==== Task data
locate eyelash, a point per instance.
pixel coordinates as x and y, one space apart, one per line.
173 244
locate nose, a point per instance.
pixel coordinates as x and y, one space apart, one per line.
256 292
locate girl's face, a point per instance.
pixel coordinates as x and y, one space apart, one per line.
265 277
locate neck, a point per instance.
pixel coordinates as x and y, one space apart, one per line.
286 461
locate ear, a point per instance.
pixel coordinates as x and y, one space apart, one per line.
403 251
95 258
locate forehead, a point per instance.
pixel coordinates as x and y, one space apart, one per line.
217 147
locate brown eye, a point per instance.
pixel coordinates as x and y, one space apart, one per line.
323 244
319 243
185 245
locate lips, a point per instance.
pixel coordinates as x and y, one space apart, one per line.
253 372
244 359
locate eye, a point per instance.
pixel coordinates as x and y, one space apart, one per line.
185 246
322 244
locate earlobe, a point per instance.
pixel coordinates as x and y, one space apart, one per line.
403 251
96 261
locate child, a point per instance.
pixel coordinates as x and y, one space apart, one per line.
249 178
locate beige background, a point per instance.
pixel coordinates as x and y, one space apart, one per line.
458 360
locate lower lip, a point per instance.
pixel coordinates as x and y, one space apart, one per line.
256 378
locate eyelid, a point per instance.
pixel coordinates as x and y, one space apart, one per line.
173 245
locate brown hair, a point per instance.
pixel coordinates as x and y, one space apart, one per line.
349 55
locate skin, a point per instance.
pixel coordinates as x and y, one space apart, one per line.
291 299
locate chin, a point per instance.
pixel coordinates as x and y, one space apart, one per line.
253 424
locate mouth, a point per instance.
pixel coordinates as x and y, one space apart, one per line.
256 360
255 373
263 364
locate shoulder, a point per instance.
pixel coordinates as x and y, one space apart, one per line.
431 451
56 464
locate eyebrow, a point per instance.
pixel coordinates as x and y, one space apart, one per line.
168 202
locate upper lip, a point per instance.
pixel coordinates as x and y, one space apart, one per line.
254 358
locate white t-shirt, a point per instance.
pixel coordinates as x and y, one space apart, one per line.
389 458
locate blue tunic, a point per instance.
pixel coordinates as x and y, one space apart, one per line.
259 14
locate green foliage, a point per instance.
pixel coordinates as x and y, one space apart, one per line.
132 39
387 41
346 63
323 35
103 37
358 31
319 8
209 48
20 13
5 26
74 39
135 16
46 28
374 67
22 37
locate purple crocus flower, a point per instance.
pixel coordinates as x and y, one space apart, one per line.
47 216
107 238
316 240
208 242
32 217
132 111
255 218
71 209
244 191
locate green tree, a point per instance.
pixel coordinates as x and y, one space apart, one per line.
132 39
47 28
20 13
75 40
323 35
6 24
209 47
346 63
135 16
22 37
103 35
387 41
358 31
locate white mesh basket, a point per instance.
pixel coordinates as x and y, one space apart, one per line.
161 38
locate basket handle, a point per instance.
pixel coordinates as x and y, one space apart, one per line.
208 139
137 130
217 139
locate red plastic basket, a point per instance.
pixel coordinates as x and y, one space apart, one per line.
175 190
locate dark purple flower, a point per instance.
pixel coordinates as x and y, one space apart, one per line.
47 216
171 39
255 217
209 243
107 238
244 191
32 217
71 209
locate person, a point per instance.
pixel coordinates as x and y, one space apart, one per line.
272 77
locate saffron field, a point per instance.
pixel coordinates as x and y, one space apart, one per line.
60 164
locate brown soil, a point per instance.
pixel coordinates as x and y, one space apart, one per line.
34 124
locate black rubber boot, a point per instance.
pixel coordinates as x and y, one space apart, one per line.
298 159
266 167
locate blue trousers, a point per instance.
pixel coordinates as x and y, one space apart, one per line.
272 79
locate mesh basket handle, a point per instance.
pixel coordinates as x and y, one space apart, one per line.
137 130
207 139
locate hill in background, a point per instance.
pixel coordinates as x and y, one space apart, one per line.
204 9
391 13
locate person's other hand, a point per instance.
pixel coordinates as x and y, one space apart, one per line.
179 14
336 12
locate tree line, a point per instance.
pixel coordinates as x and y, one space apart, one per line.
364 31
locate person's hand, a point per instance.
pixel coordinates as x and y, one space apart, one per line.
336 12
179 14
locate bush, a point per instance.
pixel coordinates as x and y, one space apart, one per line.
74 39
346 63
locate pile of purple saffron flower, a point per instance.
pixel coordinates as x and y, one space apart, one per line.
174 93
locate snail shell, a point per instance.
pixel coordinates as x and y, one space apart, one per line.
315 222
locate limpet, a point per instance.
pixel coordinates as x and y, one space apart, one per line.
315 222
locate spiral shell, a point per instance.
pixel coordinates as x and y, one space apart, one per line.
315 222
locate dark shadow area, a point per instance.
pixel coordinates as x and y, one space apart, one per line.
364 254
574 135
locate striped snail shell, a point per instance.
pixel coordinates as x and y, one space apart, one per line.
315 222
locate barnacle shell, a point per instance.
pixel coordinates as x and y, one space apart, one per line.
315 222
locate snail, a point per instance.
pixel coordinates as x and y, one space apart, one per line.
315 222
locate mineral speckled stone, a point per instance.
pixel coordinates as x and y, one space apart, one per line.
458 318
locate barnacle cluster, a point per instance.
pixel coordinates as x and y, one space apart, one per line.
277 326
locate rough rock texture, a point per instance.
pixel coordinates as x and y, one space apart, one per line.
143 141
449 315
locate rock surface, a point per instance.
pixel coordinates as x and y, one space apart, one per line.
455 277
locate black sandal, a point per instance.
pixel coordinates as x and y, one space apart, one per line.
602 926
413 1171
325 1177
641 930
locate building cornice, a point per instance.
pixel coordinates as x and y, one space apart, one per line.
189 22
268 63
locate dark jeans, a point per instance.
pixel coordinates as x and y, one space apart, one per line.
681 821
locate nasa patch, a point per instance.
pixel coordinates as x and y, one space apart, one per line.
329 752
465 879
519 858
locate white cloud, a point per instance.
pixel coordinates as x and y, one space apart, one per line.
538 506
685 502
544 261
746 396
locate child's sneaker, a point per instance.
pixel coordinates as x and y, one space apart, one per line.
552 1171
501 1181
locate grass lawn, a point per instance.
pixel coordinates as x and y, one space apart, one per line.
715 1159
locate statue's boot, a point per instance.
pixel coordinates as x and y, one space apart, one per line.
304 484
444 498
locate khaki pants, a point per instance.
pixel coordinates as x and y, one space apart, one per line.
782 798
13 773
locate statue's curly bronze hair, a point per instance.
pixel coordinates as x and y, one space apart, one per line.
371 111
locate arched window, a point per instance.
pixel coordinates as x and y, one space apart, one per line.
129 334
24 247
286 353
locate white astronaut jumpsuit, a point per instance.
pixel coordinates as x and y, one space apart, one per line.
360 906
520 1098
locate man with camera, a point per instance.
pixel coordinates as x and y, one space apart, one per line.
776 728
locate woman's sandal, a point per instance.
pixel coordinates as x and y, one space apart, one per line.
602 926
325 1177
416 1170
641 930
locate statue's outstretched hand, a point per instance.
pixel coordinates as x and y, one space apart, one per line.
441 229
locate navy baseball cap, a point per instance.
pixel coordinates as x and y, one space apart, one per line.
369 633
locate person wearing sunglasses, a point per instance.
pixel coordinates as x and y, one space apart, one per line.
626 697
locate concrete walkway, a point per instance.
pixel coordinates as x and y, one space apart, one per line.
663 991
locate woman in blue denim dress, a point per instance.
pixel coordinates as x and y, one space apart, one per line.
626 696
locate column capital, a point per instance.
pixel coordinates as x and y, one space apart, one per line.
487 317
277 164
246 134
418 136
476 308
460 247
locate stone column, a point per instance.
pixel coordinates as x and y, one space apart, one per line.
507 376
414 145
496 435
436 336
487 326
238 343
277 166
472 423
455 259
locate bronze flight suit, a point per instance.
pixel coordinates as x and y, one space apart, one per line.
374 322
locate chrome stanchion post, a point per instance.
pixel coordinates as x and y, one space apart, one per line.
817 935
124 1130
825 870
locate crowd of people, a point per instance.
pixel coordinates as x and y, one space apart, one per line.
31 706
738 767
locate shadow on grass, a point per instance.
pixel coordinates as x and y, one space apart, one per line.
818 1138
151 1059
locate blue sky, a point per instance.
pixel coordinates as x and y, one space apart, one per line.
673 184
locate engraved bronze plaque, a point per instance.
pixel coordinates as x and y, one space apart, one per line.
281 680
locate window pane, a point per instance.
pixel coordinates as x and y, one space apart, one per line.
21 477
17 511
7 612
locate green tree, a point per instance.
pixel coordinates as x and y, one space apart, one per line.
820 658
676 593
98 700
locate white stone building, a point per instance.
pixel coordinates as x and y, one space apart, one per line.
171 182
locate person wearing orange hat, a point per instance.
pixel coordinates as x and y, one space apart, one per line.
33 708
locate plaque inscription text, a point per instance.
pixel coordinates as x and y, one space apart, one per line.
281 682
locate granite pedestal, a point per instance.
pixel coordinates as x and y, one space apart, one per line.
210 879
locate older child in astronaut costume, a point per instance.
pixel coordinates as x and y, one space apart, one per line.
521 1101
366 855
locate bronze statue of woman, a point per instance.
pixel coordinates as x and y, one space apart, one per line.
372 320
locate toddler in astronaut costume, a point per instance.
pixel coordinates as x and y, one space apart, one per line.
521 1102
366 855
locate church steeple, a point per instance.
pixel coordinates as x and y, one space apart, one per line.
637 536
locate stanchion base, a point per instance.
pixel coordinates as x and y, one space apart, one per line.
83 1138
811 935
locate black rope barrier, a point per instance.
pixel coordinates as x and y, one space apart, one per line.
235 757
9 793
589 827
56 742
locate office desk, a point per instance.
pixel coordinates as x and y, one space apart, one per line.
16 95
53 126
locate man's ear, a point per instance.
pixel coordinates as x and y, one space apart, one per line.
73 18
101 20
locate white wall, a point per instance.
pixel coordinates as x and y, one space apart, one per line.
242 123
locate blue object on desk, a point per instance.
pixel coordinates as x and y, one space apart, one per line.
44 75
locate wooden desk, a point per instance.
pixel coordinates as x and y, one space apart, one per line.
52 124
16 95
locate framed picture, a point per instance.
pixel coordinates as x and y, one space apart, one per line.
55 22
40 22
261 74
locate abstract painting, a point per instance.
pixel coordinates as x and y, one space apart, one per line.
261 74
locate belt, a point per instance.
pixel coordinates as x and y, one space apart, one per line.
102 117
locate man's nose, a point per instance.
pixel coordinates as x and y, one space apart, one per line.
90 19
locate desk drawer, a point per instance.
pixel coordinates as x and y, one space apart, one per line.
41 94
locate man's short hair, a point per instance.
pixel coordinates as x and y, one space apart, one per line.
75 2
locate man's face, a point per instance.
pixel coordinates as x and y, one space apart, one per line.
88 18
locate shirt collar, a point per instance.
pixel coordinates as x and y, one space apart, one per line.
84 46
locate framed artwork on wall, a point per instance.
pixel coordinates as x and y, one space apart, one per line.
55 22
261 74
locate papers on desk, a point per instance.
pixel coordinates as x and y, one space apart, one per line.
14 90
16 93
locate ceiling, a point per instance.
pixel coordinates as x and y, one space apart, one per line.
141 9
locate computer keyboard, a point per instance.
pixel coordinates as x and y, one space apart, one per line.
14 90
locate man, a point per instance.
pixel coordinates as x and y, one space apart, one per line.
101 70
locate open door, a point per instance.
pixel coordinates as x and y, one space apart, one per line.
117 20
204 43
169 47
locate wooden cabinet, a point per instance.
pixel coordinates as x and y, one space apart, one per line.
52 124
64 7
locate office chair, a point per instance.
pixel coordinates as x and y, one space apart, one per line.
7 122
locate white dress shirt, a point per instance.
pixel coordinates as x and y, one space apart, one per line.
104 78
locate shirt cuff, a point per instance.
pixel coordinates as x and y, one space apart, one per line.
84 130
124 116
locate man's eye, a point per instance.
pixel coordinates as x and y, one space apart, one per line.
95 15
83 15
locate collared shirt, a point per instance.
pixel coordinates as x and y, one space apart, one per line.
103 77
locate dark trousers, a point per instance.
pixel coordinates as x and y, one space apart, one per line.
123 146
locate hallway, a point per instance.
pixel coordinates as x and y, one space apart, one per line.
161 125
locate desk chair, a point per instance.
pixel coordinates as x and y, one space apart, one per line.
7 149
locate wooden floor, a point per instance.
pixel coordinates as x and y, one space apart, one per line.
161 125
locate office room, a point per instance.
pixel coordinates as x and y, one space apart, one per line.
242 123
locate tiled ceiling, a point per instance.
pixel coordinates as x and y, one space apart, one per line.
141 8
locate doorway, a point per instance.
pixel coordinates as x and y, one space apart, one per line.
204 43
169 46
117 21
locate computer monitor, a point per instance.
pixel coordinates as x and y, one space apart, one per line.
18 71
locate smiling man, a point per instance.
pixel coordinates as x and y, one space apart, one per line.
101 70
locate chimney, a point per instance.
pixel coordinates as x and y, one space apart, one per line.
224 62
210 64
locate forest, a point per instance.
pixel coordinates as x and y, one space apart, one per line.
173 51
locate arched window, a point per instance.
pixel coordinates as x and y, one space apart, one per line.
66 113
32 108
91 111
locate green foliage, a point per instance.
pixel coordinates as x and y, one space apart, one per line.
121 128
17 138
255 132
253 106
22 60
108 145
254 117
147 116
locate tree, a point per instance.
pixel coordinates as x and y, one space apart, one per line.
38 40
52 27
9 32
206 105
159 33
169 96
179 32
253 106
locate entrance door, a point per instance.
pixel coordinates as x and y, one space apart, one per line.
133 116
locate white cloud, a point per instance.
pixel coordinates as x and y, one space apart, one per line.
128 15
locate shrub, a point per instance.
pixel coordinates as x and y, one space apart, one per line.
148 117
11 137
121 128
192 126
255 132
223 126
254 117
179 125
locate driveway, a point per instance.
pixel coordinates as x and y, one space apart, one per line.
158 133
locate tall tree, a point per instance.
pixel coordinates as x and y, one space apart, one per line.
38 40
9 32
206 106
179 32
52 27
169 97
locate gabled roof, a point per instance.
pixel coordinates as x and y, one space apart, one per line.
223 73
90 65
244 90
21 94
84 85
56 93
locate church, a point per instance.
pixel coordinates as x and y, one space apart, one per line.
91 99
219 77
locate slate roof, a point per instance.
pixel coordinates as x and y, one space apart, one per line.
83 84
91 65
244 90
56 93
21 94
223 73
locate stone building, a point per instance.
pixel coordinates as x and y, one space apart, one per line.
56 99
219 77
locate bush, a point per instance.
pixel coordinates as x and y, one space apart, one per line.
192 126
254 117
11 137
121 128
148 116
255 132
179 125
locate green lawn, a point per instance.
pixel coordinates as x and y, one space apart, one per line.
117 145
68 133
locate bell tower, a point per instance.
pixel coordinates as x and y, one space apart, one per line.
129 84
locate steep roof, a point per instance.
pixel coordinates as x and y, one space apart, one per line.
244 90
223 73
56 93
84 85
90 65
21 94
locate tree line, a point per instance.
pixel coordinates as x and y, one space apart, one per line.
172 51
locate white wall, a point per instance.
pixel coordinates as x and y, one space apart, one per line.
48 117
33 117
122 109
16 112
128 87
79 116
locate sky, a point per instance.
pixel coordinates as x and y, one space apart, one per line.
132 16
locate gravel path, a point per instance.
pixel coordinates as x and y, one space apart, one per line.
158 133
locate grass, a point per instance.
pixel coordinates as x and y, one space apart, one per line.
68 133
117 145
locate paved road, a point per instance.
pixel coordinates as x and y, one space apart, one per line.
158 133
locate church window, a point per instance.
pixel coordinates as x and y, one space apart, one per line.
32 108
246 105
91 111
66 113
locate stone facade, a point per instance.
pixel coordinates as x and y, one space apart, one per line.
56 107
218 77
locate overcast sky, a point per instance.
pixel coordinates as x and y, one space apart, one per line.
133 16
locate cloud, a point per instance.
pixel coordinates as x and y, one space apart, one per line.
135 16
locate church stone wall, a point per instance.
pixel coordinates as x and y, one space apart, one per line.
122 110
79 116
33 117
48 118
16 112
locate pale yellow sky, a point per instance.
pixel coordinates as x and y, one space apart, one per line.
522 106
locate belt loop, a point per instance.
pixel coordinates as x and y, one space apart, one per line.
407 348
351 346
========
▶ [Exercise requirements] Could you give again exactly the lines from the line containing "locate sky, a point per instance." through the final line of the data above, and no others?

▶ [Exercise response]
locate sky, a point per instance.
pixel coordinates as x and y, one space apart, one per line.
132 16
locate gravel path, a point per instance.
pixel coordinates as x and y, one space apart, one per line.
158 133
locate grass, a point per instance.
pixel coordinates as x and y, one space apart, one per line.
68 133
117 145
locate paved road, a point per instance.
pixel coordinates as x and y, one space apart, one per line.
158 133
locate church window, a point per instance.
pixel coordinates as x and y, one space apart, one per line.
32 108
246 105
91 111
66 113
locate stone facade, a point per instance.
pixel coordinates as x and y, one space apart, one per line.
56 107
218 77
locate overcast sky, a point per instance.
pixel coordinates as x and y, one space apart, one per line.
133 16
locate cloud, a point per instance.
pixel coordinates as x and y, one space apart, one per line.
135 16
locate church stone wall, a point per instance.
pixel coordinates as x and y, one space apart, one per line.
122 110
79 116
33 117
48 118
16 112
locate pale yellow sky, a point per instance.
pixel coordinates as x and y, one space apart, one per line.
522 106
locate belt loop, a point per instance.
pixel coordinates as x and y, one space apart, one per line.
407 348
351 346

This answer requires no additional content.